▸ WHAT IS EXPECTED
Rewrite as a numbered list the lines of the records below, starting with the line containing "out the woman's" and running through the line containing "[(192, 140), (158, 128), (59, 143), (313, 145), (102, 122)]", both included. Skip blank lines and leave out all other lines.

####################

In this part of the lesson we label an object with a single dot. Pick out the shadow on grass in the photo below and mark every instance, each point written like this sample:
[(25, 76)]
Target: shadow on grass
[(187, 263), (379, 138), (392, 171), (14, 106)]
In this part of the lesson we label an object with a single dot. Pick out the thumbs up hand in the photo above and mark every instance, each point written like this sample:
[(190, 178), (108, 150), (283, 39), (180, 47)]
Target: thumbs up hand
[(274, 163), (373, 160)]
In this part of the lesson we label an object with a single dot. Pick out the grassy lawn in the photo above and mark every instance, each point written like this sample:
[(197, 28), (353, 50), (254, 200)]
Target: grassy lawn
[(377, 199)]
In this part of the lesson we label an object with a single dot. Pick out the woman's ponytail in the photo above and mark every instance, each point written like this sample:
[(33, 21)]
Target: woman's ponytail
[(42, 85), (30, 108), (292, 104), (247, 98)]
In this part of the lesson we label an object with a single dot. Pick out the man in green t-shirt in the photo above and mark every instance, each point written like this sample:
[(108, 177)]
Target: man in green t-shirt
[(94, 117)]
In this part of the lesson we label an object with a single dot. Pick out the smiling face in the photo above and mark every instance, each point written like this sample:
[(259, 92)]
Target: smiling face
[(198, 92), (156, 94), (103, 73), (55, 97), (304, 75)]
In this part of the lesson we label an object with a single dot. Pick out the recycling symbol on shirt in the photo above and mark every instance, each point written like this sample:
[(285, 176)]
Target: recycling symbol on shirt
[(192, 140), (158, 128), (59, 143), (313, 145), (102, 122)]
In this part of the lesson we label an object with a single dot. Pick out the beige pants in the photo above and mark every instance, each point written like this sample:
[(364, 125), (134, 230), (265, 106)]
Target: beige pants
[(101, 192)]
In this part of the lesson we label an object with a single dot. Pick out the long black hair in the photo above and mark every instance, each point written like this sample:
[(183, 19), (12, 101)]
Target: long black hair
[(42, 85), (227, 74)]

####################

▸ TASK RESPONSE
1. In this part of the lesson we label an object with a single dot. Pick out the woman's ponytail in the photo above and mark every instance, each point written like this sample:
2. [(33, 21)]
3. Target: woman's ponytail
4. [(42, 85), (30, 108), (292, 104), (247, 98)]
5. In this part of the lesson we label an object with a single dot. Pick out the man in green t-shirt in the photo above and mark every instance, each point written like this sample:
6. [(108, 177)]
7. Target: man in green t-shirt
8. [(94, 117)]
9. In this part of the lesson we label an object with a single dot. Pick out the smiling face in the photo above and mark every instance, each point written like this sample:
10. [(259, 92)]
11. Target: smiling face
12. [(198, 92), (156, 94), (103, 73), (55, 97), (304, 75)]
13. In this part of the lesson we label an object with a single dot. Pick out the recycling symbol on shirt in the photo above and mark every instance, each point written like this sample:
14. [(285, 176)]
15. Target: recycling symbol on shirt
16. [(192, 140), (158, 128), (59, 143), (313, 145), (102, 122)]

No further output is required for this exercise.